WHAT YOU HAVE TO DO: Swap every "instance" in the material below for "occurrence" and write the material out again with nothing else changed. Leave the pictures out.

MATERIALS PROVIDED:
====

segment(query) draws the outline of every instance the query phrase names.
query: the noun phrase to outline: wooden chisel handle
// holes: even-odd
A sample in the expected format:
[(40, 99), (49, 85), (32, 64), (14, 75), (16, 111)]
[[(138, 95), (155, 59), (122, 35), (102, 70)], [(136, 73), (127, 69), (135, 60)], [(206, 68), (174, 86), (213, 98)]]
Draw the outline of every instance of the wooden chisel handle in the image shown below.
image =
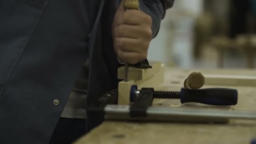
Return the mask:
[(125, 0), (123, 6), (125, 9), (139, 9), (139, 0)]

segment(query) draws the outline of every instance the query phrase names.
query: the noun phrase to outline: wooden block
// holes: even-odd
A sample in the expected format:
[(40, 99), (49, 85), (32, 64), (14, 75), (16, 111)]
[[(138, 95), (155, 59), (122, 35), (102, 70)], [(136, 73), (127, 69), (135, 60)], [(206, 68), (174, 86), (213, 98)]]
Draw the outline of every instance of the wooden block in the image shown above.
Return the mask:
[(207, 85), (256, 86), (256, 76), (216, 75), (204, 76), (205, 84)]
[(133, 80), (128, 82), (121, 81), (118, 83), (118, 104), (130, 104), (130, 90), (135, 84)]
[[(161, 61), (149, 61), (149, 63), (152, 66), (152, 68), (141, 69), (129, 67), (128, 76), (128, 81), (144, 80), (151, 77), (161, 70), (162, 67)], [(117, 77), (120, 80), (124, 79), (124, 67), (118, 68)]]
[(143, 80), (121, 81), (118, 83), (118, 104), (130, 104), (130, 90), (133, 85), (138, 86), (139, 89), (142, 87), (156, 88), (163, 83), (164, 67), (162, 66), (160, 71), (151, 77)]

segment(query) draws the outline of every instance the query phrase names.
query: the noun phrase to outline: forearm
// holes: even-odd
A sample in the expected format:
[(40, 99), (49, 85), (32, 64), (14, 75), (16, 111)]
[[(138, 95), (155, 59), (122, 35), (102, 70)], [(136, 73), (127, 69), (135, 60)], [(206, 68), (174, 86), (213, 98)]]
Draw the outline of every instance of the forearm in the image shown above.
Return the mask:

====

RESPONSE TO THIS EXERCISE:
segment(query) draws the outline of every occurrence the query phrase names.
query: the noun phrase to outline: wooden chisel handle
// holes: even-odd
A sample in the expected format:
[(40, 99), (49, 85), (32, 64), (14, 75), (16, 111)]
[[(138, 95), (155, 59), (122, 35), (102, 70)], [(136, 73), (127, 69), (135, 60)], [(206, 68), (174, 86), (213, 98)]]
Draw the outline of every occurrence of the wooden chisel handle in the image shown below.
image =
Return the mask:
[(125, 0), (123, 6), (125, 9), (139, 9), (139, 0)]

segment(query) draws the outline of every occurrence the query phrase names.
query: the noun phrase to outline: wooden block
// holes: even-odd
A sample in the expected format:
[(40, 99), (49, 85), (32, 64), (14, 75), (16, 111)]
[[(138, 95), (155, 59), (122, 35), (102, 70)], [(136, 73), (127, 69), (135, 60)], [(206, 68), (174, 86), (213, 98)]]
Draw the outline of every occurrence of the wooden block in the image shown above.
Return the mask:
[(207, 85), (256, 86), (256, 76), (216, 75), (204, 76), (205, 84)]
[(133, 80), (128, 82), (121, 81), (118, 83), (118, 104), (130, 104), (130, 90), (135, 84)]
[[(161, 61), (149, 61), (149, 63), (152, 66), (152, 68), (141, 69), (129, 67), (128, 76), (128, 81), (144, 80), (151, 77), (161, 70), (162, 67)], [(117, 77), (120, 80), (124, 79), (124, 67), (118, 68)]]
[(143, 80), (121, 81), (118, 83), (118, 104), (130, 104), (130, 90), (133, 85), (138, 86), (139, 89), (142, 87), (156, 88), (163, 83), (164, 67), (162, 66), (160, 71), (151, 77)]

segment(query) draws the outline of every occurrence the query phrase names.
query: the noun phrase to outline: forearm
// holes: even-odd
A sample in the expected format:
[(40, 99), (49, 85), (32, 64), (14, 75), (16, 111)]
[[(138, 95), (155, 59), (122, 35), (102, 70)], [(136, 73), (127, 69), (135, 60)], [(206, 68), (174, 86), (213, 98)]]
Draw the outline of every occurrence of the forearm in the image shown above.
Return the mask:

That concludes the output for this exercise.